Your goal => Would you reproduce each line below exactly, leaving every picture out?

Extracted material =>
=-=-=-=-=

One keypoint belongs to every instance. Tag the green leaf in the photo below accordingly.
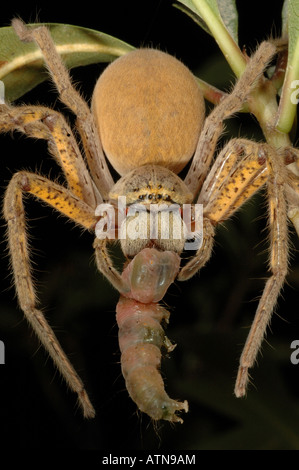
(22, 65)
(220, 19)
(229, 14)
(289, 95)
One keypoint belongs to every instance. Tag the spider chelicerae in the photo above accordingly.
(147, 118)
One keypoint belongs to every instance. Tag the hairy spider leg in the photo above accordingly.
(70, 96)
(61, 199)
(44, 123)
(224, 192)
(231, 104)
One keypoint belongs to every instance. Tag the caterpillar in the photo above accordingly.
(141, 335)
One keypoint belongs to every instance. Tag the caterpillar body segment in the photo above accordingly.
(141, 335)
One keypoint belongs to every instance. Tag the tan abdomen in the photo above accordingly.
(149, 109)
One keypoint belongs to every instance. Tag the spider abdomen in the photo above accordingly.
(148, 109)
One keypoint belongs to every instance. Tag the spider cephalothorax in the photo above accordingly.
(147, 117)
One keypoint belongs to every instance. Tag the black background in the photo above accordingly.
(210, 314)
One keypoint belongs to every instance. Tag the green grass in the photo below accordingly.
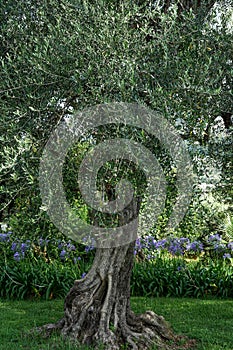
(208, 321)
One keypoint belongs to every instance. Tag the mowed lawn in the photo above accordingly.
(209, 321)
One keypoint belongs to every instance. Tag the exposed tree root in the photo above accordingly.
(97, 309)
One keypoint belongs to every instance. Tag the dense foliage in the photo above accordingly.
(46, 268)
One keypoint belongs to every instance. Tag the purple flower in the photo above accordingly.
(195, 246)
(70, 246)
(17, 256)
(219, 247)
(24, 247)
(215, 237)
(4, 237)
(62, 254)
(226, 256)
(14, 246)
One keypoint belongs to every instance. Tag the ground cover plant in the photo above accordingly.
(46, 268)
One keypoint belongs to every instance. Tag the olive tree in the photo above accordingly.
(58, 58)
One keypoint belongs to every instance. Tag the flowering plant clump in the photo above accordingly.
(147, 247)
(183, 246)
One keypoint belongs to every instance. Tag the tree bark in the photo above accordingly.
(97, 308)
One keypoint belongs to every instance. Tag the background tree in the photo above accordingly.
(61, 57)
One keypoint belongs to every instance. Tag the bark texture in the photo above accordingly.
(97, 308)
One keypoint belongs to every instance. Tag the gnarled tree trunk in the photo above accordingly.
(97, 308)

=-=-=-=-=

Task solution =>
One keypoint belongs to every instance. Tag the green leaf in the photo below accordingly.
(22, 65)
(220, 19)
(229, 14)
(289, 95)
One keypoint belongs to every instance. Tag the spider chelicerae in the photo above accordingly.
(147, 118)
One keypoint belongs to every instance. Tag the hairy spider leg in the photo above accordingly.
(70, 96)
(61, 199)
(44, 123)
(224, 192)
(231, 104)
One keypoint belongs to every instance. Tag the caterpillar in the photo above accordingly.
(141, 335)
One keypoint belongs to every instance. Tag the caterpillar body segment in the photo above accordingly.
(141, 335)
One keypoint belongs to every instance. Tag the tan abdomen in the photo above accordingly.
(149, 109)
One keypoint belongs to every instance. Tag the spider abdomen in the photo above accordingly.
(148, 109)
One keypoint belongs to every instance. Tag the spider cephalothorax in the photo above accordingly.
(147, 117)
One keypoint belongs to every instance. Tag the black background in the photo above accordingly.
(210, 314)
One keypoint belongs to every instance. Tag the green grass in the photo below accordingly.
(208, 321)
One keypoint belongs to every instance. Tag the mowed lawn in the photo above accordingly.
(209, 321)
One keypoint belongs to every instance. Tag the exposed tree root in the photo above accordingly.
(97, 309)
One keypoint belongs to every instance. Tag the dense foliage in the photo above accordingly.
(46, 268)
One keypoint belongs to every instance. Tag the purple flower in the photo above accordingly.
(195, 246)
(70, 246)
(17, 256)
(219, 247)
(24, 247)
(215, 237)
(4, 237)
(62, 254)
(226, 256)
(14, 246)
One keypoint belongs to every instance. Tag the ground cover plant in the photo above accordingly.
(46, 268)
One keypoint belongs to every instance. Tag the olive tree in the photo above accordingly.
(58, 58)
One keypoint belongs to every instance. Tag the flowering plant clump in the photo above accordingly.
(147, 247)
(183, 246)
One keypoint belongs to every instance. Tag the tree bark in the photo above accordingly.
(97, 308)
One keypoint belongs to every instance. Tag the background tree in the photo above accordingly.
(61, 57)
One keypoint belongs to every instance. Tag the bark texture in the photo above accordingly.
(97, 308)
One keypoint belongs to every instance. Tag the gnarled tree trunk in the photo above accordingly.
(97, 308)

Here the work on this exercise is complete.